Directions:
Filter the listing so that only lines with the word "city" remain.

Provided material:
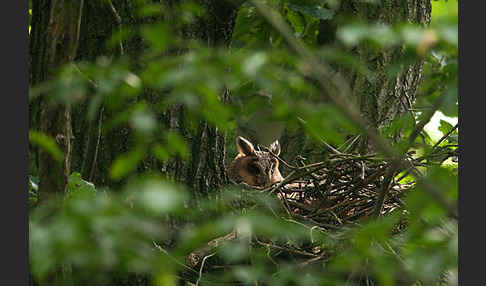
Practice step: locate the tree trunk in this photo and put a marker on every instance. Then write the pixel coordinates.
(54, 40)
(382, 98)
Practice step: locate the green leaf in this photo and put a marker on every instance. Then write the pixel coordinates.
(126, 163)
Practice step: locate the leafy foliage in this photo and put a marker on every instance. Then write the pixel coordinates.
(151, 224)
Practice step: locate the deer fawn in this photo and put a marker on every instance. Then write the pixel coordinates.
(255, 168)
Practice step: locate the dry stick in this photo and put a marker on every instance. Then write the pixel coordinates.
(119, 22)
(173, 258)
(395, 165)
(320, 71)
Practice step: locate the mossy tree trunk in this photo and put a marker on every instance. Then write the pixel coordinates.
(381, 98)
(53, 43)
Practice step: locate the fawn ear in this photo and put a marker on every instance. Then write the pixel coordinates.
(244, 146)
(275, 147)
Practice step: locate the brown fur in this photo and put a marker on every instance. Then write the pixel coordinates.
(255, 168)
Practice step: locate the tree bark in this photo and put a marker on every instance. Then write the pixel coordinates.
(54, 41)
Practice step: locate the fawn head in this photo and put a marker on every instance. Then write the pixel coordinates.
(255, 168)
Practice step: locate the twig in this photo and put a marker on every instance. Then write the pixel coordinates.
(337, 89)
(445, 136)
(202, 265)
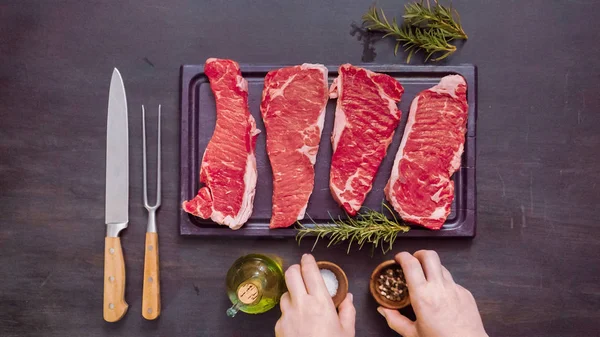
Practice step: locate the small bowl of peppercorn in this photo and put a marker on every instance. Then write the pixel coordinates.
(388, 286)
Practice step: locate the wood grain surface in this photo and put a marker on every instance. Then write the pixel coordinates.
(532, 267)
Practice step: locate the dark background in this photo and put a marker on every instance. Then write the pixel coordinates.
(533, 266)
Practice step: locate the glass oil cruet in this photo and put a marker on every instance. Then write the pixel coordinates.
(255, 282)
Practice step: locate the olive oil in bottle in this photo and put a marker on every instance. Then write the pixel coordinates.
(255, 283)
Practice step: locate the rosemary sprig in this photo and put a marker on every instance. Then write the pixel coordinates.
(425, 28)
(369, 227)
(446, 19)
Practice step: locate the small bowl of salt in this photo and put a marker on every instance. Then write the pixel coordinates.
(335, 281)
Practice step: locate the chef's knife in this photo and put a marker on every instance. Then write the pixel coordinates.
(117, 199)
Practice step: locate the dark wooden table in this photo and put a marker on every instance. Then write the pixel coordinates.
(533, 266)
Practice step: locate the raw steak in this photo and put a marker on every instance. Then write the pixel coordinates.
(293, 110)
(228, 169)
(420, 188)
(366, 117)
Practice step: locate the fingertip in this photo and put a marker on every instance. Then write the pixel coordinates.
(401, 256)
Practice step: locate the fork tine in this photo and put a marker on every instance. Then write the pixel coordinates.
(158, 166)
(144, 156)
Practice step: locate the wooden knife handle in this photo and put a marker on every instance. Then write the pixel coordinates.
(115, 306)
(151, 292)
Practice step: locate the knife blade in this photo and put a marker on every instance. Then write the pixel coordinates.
(117, 199)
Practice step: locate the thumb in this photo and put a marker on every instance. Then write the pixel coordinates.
(347, 314)
(398, 322)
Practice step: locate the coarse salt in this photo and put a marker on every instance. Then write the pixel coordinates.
(331, 281)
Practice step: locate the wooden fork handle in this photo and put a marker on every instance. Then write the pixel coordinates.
(151, 289)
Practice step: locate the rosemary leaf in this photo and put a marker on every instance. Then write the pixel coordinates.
(370, 227)
(426, 27)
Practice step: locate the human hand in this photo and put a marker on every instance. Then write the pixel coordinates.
(443, 308)
(307, 310)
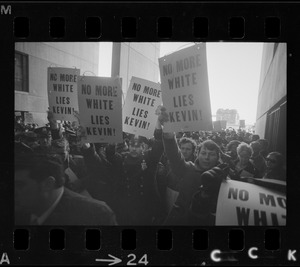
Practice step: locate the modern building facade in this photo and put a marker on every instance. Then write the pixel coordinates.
(231, 116)
(31, 63)
(135, 59)
(271, 106)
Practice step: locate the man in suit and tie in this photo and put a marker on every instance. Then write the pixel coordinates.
(42, 199)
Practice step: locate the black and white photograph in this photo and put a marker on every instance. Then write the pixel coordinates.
(150, 133)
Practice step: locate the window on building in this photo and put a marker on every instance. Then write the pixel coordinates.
(21, 72)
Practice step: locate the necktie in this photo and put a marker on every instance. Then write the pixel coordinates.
(34, 220)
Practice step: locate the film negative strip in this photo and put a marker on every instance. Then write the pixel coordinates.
(120, 62)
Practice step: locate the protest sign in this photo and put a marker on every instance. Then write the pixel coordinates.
(185, 92)
(142, 99)
(223, 124)
(217, 126)
(62, 92)
(100, 109)
(242, 203)
(28, 117)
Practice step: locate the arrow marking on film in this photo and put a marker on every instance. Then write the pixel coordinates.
(114, 260)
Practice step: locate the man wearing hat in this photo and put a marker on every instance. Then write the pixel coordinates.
(132, 175)
(42, 199)
(185, 209)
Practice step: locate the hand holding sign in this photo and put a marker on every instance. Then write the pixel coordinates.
(52, 121)
(162, 114)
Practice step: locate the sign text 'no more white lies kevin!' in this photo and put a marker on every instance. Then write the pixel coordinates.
(62, 92)
(185, 91)
(100, 109)
(142, 99)
(242, 203)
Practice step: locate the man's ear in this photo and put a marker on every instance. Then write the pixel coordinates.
(48, 184)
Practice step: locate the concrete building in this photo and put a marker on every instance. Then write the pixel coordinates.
(135, 59)
(271, 107)
(229, 115)
(31, 63)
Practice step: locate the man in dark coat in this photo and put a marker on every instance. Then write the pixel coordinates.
(42, 199)
(190, 174)
(131, 177)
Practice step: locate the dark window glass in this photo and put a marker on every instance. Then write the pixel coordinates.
(21, 72)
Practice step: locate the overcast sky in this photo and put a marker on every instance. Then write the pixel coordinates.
(233, 73)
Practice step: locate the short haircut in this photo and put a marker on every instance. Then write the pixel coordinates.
(279, 158)
(255, 145)
(264, 143)
(41, 166)
(210, 145)
(244, 147)
(186, 140)
(255, 137)
(233, 143)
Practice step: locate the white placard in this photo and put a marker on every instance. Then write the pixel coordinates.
(62, 92)
(142, 99)
(185, 91)
(241, 203)
(100, 109)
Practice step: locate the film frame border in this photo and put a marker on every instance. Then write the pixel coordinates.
(111, 14)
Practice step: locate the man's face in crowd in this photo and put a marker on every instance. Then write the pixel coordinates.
(244, 157)
(27, 192)
(233, 149)
(271, 162)
(135, 150)
(186, 150)
(207, 158)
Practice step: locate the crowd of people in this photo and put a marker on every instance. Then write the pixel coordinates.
(170, 179)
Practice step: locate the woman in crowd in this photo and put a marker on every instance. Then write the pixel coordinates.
(243, 168)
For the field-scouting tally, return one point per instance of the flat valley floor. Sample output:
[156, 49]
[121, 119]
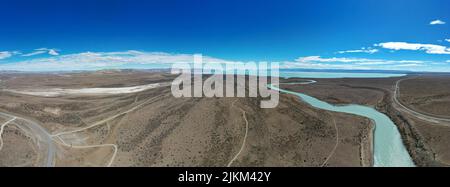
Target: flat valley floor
[152, 128]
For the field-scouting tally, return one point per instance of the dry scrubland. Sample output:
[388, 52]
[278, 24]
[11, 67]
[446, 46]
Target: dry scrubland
[152, 128]
[427, 141]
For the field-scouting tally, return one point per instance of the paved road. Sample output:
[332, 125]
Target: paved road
[41, 134]
[245, 136]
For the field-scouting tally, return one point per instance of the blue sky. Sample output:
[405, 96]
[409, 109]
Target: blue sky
[344, 34]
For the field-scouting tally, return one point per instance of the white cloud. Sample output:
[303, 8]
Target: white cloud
[39, 51]
[362, 50]
[317, 62]
[53, 52]
[7, 54]
[428, 48]
[437, 22]
[105, 60]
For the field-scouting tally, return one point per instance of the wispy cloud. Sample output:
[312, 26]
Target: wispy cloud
[428, 48]
[318, 62]
[105, 60]
[362, 50]
[437, 22]
[53, 52]
[8, 54]
[142, 60]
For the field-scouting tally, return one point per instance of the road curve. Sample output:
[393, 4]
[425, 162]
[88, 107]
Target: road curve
[41, 134]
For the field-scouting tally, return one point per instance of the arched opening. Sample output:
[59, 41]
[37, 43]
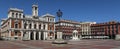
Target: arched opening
[42, 36]
[37, 36]
[32, 36]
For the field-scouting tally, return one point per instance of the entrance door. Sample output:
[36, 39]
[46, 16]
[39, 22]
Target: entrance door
[37, 36]
[32, 36]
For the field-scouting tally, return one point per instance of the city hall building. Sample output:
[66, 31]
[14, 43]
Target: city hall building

Answer section:
For the field-scouting tally, return one point per instance of the city hall building. Sample output:
Target: city hall building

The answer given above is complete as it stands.